Below are records. Count every line containing the word "weathered" and give the number alone.

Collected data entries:
————————

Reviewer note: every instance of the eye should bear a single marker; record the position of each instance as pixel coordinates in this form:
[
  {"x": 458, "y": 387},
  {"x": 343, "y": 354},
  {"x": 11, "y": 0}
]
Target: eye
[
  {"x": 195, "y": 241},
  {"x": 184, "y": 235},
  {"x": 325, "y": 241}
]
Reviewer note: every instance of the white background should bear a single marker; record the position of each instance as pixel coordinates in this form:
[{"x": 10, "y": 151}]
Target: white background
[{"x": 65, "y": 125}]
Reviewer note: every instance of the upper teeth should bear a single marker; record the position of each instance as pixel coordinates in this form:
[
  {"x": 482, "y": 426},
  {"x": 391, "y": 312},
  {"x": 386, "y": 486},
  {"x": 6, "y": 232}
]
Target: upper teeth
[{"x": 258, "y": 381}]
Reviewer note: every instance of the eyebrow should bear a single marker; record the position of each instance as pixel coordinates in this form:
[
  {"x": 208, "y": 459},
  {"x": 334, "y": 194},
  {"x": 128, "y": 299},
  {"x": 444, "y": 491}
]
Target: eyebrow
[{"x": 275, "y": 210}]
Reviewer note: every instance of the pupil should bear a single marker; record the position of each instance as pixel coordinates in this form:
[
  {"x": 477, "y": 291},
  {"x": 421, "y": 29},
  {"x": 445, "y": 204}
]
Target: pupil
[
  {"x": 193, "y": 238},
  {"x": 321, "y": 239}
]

————————

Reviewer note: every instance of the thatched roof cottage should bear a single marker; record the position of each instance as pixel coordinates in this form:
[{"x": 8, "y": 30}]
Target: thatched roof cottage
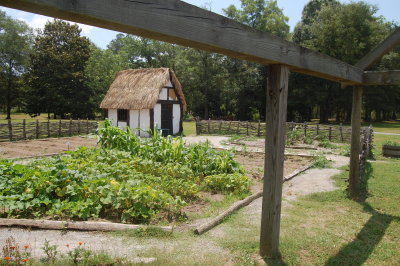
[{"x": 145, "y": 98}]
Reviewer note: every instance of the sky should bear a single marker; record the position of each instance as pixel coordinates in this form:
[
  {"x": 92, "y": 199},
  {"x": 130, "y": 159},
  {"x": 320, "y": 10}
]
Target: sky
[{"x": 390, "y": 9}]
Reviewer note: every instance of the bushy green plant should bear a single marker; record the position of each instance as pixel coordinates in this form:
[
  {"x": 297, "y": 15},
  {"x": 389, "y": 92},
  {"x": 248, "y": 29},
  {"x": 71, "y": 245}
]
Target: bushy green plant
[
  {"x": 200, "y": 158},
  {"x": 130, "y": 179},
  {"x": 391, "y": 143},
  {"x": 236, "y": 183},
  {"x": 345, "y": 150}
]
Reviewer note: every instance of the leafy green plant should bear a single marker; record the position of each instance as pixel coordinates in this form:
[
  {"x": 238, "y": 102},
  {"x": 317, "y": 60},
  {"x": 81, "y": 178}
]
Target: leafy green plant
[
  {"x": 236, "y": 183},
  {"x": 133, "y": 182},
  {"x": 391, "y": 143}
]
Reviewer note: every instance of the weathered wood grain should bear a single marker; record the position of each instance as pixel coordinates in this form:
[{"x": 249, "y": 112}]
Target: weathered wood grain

————————

- [Exercise output] 2